Text section

Re: [PATCH 1/3] pinctrl: msm: Really mask level interrupts to prevent latching

From: Doug Anderson
Date: Wed Jun 20 2018 - 11:52:59 EST


Hi,

On Tue, Jun 19, 2018 at 11:45 PM, Bjorn Andersson
<bjorn.andersson@xxxxxxxxxx> wrote:
> On Mon 18 Jun 13:52 PDT 2018, Stephen Boyd wrote:
>
>> The interrupt controller hardware in this pin controller has two status
>> enable bits. The first "normal" status enable bit enables or disables
>> the summary interrupt line being raised when a gpio interrupt triggers
>> and the "raw" status enable bit allows or prevents the hardware from
>> latching an interrupt into the status register for a gpio interrupt.
>> Currently we just toggle the "normal" status enable bit in the mask and
>> unmask ops so that the summary irq interrupt going to the CPU's
>> interrupt controller doesn't trigger for the masked gpio interrupt.
>>
>> For a level triggered interrupt, the flow would be as follows: the pin
>> controller sees the interrupt, latches the status into the status
>> register, raises the summary irq to the CPU, summary irq handler runs
>> and calls handle_level_irq(), handle_level_irq() masks and acks the gpio
>> interrupt, the interrupt handler runs, and finally unmask the interrupt.
>> When the interrupt handler completes, we expect that the interrupt line
>> level will go back to the deasserted state so the genirq code can unmask
>> the interrupt without it triggering again.

What is asked
• A. Write out the pinctrl patch discussion word for word from "On Tue, Jun" up to and including "masked gpio interrupt.".
• B. Answer these questions about the pinctrl patch discussion:
(i) Who wrote the reply, and on what date?
(ii) How many status enable bits does the interrupt controller hardware in the pin controller have?
(iii) In the level-triggered flow, which function masks and acks the gpio interrupt?
• C. Continue the pinctrl patch discussion from its last sentence onward.
The material after this point has no connection to the pinctrl patch discussion.

(Pointing and labeling entries)
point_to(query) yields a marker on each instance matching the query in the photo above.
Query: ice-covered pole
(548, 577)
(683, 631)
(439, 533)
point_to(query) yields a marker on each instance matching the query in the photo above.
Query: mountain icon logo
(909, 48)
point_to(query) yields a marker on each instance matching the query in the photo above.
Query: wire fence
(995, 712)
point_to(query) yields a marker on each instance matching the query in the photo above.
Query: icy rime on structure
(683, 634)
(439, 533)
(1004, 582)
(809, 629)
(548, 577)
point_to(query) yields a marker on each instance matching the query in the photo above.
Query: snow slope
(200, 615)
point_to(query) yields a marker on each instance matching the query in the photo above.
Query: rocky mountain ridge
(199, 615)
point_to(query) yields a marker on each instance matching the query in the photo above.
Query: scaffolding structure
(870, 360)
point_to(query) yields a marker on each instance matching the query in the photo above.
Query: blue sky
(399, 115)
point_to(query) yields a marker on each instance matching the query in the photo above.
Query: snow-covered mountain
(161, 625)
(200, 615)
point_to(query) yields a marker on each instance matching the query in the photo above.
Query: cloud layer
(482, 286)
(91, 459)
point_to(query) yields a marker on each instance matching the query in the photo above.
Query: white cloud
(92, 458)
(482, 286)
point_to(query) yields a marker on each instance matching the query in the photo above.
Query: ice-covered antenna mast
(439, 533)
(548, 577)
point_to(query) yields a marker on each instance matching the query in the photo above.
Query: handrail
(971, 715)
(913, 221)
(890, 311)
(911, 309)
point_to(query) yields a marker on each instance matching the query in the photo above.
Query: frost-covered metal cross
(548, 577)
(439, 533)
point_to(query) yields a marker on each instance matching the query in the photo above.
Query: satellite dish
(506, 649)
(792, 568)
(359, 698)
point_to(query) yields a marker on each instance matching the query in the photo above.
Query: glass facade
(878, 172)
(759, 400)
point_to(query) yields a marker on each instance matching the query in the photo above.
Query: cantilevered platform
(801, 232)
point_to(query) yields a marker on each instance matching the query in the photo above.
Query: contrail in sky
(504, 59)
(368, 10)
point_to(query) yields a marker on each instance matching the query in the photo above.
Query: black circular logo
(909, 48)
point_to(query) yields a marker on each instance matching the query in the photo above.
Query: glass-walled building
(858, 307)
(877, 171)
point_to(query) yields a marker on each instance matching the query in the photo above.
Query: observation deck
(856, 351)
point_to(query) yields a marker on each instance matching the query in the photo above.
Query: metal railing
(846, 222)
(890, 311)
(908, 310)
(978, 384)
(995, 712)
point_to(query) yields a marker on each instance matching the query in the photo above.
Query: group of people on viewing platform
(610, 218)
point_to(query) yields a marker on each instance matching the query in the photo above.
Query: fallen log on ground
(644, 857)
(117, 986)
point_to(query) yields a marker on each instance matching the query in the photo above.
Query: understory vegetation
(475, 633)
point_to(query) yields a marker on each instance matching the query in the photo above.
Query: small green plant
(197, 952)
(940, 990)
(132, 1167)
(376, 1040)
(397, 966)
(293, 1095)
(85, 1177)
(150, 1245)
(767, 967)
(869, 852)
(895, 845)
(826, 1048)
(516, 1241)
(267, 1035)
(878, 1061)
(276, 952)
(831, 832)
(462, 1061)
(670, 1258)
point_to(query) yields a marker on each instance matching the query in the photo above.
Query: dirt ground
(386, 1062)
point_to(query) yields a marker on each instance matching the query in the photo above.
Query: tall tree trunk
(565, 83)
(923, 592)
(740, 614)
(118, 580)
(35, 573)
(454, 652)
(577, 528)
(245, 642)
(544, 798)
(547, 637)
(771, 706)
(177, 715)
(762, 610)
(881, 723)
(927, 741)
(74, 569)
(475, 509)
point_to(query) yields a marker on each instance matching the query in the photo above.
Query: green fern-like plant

Per-task answers
• A.
On Tue, Jun 19, 2018 at 11:45 PM, Bjorn Andersson
<bjorn.andersson@xxxxxxxxxx> wrote:
> On Mon 18 Jun 13:52 PDT 2018, Stephen Boyd wrote:
>
>> The interrupt controller hardware in this pin controller has two status
>> enable bits. The first "normal" status enable bit enables or disables
>> the summary interrupt line being raised when a gpio interrupt triggers
>> and the "raw" status enable bit allows or prevents the hardware from
>> latching an interrupt into the status register for a gpio interrupt.
>> Currently we just toggle the "normal" status enable bit in the mask and
>> unmask ops so that the summary irq interrupt going to the CPU's
>> interrupt controller doesn't trigger for the masked gpio interrupt.

• B.
(i) Doug Anderson, on Wed Jun 20 2018.
(ii) Two.
(iii) handle_level_irq().

• C.
>>
>> If we only mask the interrupt by clearing the "normal" status enable bit
>> then we'll ack the interrupt but it will continue to show up as pending
>> in the status register because the raw status bit is enabled, the
>> hardware hasn't deasserted the line, and thus the asserted state latches
>> into the status register again. When the hardware deasserts the
>> interrupt the pin controller still thinks there is a pending unserviced
>> level interrupt because it latched it earlier. This behavior causes
>> software to see an extra interrupt for level type interrupts each time
>> the interrupt is handled.
>>
>> Let's fix this by clearing the raw status enable bit for level type
>> interrupts so that the hardware stops latching the status of the
>> interrupt after we ack it. We don't do this for edge type interrupts
>> because it seems that toggling the raw status enable bit for edge type
>> interrupts causes spurious edge interrupts.
>>
>> Cc: Bjorn Andersson <bjorn.andersson@xxxxxxxxxx>
>> Cc: Doug Anderson <dianders@xxxxxxxxxxxx>
>> Signed-off-by: Stephen Boyd <swboyd@xxxxxxxxxxxx>
>> ---
>> drivers/pinctrl/qcom/pinctrl-msm.c | 17 +++++++++++++++++
>> 1 file changed, 17 insertions(+)
>>
>> diff --git a/drivers/pinctrl/qcom/pinctrl-msm.c b/drivers/pinctrl/qcom/pinctrl-msm.c
>> index 0e22f52b2a19..3563c4394837 100644
>> --- a/drivers/pinctrl/qcom/pinctrl-msm.c
>> +++ b/drivers/pinctrl/qcom/pinctrl-msm.c
>> @@ -626,6 +626,19 @@ static void msm_gpio_irq_mask(struct irq_data *d)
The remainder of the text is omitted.